» **Page excerpt**:

In a feature article in the May 2011 Vanity Fair, Stiglitz says baldly — We're now a government by the very very rich. The point is stark, and Stiglitz has the data (and the magazine space) to back it up.

For reference, the income of the top 1% starts at $500,000 and rises to several billion. Here's his opening (my emphasis throughout):

Americans have been watching protests against oppressive regimes that concentrate massive wealth in the hands of an elite few. Yet in our own democracy, 1 percent of the people take nearly a quarter of the nation’s income—an inequality even the wealthy will come to regret. ... In terms of wealth rather than income, the top 1 percent control 40 percent. Their lot in life has improved considerably. Twenty-five years ago, the corresponding figures were 12 percent and 33 percent.

That time span starts mid-Reagan (the father of our woes) and ends in 2010. This translates as follows:

Total income of the top 1% grew from 12% to 25%.
Total wealth of the top 1% grew from 33% to 40%.

But doesn't a rising tide "lift all boats"? Aren't we all getting rich along with them? The answer would be No:

[The "rising tide"] response would be misguided. While the top 1 percent have seen their incomes rise 18 percent over the past decade, those in the middle have actually seen their incomes fall. For men with only high-school degrees, the decline has been precipitous—12 percent in the last quarter-century alone. All the growth in recent decades—and more—has gone to those at the top. In terms of income equality, America lags behind any country in the old, ossified Europe that President George W. Bush used to deride. Among our closest counterparts are Russia with its oligarchs and Iran.

» **Jobs**:
A. According to the inequality excerpt, what share of the nation's wealth do the top 1 percent control?
B. Rewrite the part of the inequality excerpt that opens with the words containing "But doesn't a" and closes with "oligarchs and Iran.", swapping "oligarchs" for "billionaires".

» **Stored data**:
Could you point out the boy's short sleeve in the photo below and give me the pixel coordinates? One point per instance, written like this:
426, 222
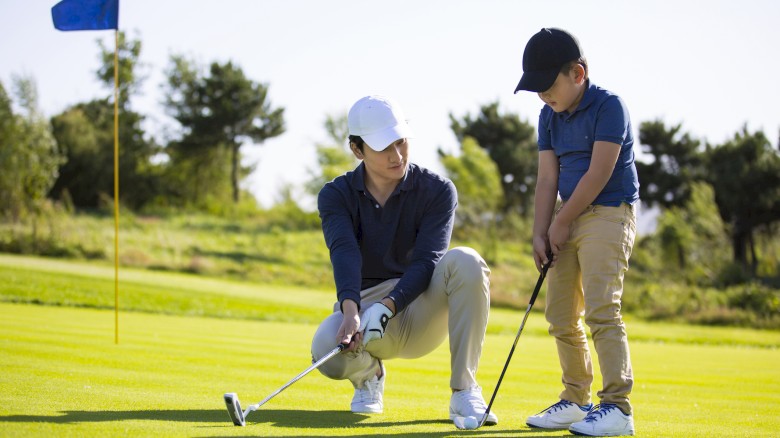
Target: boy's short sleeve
544, 137
613, 122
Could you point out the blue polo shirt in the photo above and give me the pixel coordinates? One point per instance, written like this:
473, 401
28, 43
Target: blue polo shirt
404, 239
600, 116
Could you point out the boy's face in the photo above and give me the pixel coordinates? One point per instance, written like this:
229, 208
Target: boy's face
567, 90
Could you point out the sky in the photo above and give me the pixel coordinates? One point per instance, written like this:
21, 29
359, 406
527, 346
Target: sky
710, 66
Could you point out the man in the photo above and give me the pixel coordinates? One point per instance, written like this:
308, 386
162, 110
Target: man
400, 290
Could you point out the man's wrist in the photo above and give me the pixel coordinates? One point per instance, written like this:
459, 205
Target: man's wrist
349, 307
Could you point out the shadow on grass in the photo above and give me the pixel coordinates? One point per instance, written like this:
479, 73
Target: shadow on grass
283, 418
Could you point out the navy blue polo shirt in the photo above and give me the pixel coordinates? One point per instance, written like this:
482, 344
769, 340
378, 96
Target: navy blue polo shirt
600, 116
404, 239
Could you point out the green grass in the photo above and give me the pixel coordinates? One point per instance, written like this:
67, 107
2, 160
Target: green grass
63, 375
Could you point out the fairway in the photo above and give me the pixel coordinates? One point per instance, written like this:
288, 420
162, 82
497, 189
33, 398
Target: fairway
62, 375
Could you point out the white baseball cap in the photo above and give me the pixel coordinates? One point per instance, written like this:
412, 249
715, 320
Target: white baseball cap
379, 121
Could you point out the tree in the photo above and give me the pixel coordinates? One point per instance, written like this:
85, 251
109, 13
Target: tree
676, 164
85, 135
693, 237
480, 196
223, 109
511, 144
28, 154
333, 158
129, 79
745, 173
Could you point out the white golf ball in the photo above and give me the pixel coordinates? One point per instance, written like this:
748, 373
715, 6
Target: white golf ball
468, 423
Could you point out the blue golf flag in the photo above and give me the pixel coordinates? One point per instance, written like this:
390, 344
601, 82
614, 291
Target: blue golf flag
86, 14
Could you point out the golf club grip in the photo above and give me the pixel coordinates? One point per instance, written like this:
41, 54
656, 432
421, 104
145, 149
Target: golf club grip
539, 282
314, 366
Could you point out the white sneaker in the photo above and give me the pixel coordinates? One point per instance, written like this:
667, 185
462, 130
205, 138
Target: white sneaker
605, 419
368, 399
469, 403
559, 416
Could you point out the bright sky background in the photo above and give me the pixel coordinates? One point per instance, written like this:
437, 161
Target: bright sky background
712, 66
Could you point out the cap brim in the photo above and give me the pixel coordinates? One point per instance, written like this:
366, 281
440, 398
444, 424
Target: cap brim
379, 141
537, 81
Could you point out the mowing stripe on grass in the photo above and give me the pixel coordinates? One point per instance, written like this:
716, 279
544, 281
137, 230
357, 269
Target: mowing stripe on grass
62, 375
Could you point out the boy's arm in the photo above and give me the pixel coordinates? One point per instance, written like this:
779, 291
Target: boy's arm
602, 164
545, 196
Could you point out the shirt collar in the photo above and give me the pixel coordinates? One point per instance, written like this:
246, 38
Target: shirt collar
359, 183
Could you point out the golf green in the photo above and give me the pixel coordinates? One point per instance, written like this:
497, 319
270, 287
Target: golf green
63, 375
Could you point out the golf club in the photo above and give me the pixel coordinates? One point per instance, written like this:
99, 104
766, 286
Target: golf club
234, 406
527, 311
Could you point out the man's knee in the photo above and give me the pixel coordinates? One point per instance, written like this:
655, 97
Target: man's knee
466, 261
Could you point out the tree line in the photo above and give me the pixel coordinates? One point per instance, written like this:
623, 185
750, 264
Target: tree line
704, 191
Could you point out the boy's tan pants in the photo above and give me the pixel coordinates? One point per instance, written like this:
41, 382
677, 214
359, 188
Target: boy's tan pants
456, 302
588, 280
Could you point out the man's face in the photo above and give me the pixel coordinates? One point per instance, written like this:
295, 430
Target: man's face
566, 92
389, 163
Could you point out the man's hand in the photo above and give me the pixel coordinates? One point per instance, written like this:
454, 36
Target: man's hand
374, 322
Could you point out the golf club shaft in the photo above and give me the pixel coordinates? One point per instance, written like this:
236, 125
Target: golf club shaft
314, 366
512, 350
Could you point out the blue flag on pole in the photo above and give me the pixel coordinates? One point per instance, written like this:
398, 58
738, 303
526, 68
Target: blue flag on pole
86, 14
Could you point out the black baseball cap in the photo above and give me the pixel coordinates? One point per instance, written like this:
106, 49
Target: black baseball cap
545, 54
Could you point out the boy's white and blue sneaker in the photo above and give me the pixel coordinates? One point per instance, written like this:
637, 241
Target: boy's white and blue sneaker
469, 403
605, 419
559, 415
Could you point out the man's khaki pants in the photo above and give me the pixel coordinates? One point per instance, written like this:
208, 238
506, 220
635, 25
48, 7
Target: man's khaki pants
456, 302
588, 280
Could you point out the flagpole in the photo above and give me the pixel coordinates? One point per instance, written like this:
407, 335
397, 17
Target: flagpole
116, 186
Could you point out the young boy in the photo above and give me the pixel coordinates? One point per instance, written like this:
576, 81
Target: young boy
586, 156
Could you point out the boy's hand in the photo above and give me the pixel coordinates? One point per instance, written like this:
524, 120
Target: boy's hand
559, 235
541, 249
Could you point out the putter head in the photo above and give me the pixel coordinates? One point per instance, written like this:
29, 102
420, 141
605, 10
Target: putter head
234, 409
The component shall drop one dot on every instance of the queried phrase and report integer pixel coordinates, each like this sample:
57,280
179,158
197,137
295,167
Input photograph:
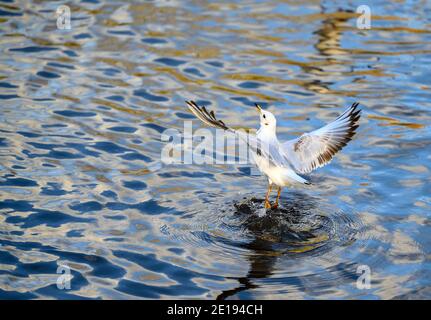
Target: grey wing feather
257,146
317,148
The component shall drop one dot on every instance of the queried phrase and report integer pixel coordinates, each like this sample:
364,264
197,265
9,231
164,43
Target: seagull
283,163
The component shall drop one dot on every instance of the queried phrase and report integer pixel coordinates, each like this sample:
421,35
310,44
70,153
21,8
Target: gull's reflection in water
292,229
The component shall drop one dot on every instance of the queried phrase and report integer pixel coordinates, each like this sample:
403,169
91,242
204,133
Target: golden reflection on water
303,61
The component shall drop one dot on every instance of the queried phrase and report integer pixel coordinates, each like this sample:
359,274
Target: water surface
82,184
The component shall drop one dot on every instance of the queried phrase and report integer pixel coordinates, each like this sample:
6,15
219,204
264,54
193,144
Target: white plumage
283,162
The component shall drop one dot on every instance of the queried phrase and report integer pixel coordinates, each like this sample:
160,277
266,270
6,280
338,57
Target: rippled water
82,184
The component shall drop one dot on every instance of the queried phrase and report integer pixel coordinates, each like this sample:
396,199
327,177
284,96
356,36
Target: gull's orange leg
267,203
275,206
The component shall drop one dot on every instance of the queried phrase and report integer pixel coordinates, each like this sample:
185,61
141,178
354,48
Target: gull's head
267,119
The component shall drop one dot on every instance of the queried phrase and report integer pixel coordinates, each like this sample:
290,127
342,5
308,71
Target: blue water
82,185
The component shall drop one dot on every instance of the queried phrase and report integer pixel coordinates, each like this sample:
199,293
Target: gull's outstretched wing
258,147
316,149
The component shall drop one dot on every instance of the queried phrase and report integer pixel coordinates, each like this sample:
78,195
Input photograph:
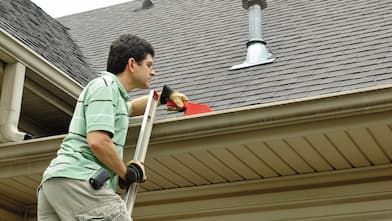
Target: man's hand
175,96
178,99
135,173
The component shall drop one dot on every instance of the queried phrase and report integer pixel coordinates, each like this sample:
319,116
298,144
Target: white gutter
25,55
312,109
11,102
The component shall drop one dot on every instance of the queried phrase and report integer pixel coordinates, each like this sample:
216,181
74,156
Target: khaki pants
69,199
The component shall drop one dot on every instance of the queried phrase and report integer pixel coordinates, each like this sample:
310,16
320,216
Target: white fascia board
372,100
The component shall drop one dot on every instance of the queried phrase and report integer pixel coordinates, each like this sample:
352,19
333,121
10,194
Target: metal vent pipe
257,52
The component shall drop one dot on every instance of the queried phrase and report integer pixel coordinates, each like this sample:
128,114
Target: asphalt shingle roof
321,46
46,36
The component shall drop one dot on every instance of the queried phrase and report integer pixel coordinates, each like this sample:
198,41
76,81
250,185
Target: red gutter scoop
192,108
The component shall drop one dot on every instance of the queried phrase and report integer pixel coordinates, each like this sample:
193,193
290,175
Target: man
96,139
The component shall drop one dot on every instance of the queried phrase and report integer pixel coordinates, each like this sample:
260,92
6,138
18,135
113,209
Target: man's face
144,72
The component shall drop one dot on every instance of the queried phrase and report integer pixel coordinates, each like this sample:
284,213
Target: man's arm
103,148
138,106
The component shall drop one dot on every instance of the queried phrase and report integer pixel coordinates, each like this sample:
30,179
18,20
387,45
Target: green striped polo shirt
102,105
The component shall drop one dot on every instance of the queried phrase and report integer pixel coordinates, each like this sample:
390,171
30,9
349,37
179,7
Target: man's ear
131,64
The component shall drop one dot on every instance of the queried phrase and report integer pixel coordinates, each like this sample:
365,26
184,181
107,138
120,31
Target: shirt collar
121,88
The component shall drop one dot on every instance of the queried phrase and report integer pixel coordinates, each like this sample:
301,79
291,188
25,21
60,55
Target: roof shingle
46,36
321,46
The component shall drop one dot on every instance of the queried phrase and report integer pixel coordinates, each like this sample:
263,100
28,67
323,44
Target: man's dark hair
125,47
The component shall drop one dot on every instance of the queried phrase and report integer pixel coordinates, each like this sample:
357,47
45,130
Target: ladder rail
142,145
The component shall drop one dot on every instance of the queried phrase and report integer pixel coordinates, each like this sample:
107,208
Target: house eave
219,123
20,52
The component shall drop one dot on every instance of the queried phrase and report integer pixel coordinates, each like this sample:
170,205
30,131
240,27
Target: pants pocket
109,212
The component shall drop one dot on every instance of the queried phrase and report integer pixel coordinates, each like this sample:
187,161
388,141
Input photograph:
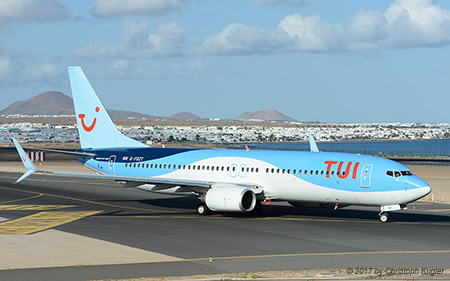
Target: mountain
184,116
56,103
48,103
264,115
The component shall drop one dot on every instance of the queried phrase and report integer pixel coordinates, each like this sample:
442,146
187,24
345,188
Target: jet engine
230,199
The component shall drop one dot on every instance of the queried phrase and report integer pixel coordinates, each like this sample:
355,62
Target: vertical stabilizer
95,127
312,144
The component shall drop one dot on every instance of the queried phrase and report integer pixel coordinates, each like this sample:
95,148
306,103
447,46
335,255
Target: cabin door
366,175
112,164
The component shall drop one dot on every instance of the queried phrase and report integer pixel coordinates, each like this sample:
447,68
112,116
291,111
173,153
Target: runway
77,229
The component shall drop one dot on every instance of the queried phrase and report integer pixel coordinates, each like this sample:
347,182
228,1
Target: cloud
138,42
244,39
281,2
190,68
120,69
31,11
404,24
153,8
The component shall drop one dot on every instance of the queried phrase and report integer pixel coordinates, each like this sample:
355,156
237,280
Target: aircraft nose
422,187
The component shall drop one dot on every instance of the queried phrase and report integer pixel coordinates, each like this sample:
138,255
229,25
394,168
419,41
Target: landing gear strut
203,210
384,217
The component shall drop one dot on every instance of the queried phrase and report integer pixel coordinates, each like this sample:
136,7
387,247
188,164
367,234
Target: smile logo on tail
88,128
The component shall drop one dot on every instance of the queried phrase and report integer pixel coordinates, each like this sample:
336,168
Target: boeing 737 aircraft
228,180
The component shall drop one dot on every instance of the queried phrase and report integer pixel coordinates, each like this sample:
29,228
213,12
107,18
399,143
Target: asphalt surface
280,238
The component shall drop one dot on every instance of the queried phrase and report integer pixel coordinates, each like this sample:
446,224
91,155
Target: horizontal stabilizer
73,153
31,169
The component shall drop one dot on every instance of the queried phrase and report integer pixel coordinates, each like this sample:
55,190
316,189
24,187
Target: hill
265,115
56,103
48,103
184,116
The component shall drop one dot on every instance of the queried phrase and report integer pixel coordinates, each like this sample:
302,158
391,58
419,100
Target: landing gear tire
203,210
257,209
384,217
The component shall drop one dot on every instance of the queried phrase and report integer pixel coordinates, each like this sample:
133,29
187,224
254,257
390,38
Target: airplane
232,180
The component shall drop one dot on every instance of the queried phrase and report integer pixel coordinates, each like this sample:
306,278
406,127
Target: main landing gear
203,210
384,217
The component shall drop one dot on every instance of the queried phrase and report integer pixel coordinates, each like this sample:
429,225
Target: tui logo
91,127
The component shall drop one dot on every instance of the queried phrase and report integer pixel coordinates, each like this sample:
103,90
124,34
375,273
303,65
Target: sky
312,60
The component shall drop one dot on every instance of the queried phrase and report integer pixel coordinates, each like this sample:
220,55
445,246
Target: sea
438,148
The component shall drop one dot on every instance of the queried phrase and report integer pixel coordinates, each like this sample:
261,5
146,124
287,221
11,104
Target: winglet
312,144
31,169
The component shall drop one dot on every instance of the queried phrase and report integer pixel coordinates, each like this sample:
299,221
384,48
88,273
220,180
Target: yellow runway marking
93,202
42,221
33,207
439,210
207,259
22,199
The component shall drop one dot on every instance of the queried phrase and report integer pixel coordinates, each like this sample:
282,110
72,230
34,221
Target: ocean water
391,148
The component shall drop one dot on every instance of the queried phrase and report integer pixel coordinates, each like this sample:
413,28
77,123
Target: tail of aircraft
95,127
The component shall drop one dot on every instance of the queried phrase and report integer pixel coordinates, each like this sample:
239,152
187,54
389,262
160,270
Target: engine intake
230,199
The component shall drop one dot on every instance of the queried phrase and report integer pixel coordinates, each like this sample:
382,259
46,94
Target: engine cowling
230,199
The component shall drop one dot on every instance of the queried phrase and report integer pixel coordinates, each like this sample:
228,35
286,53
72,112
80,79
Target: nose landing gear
384,217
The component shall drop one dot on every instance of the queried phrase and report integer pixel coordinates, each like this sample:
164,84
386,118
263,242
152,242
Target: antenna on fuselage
313,144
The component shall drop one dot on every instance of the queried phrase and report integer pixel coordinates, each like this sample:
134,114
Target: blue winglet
313,144
31,169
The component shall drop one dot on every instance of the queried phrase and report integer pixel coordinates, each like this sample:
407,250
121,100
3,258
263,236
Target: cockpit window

» **List of solutions**:
A. 40 percent

B.
But doesn't a rising tide "lift all boats"? Aren't we all getting rich along with them? The answer would be No:

[The "rising tide"] response would be misguided. While the top 1 percent have seen their incomes rise 18 percent over the past decade, those in the middle have actually seen their incomes fall. For men with only high-school degrees, the decline has been precipitous—12 percent in the last quarter-century alone. All the growth in recent decades—and more—has gone to those at the top. In terms of income equality, America lags behind any country in the old, ossified Europe that President George W. Bush used to deride. Among our closest counterparts are Russia with its billionaires and Iran.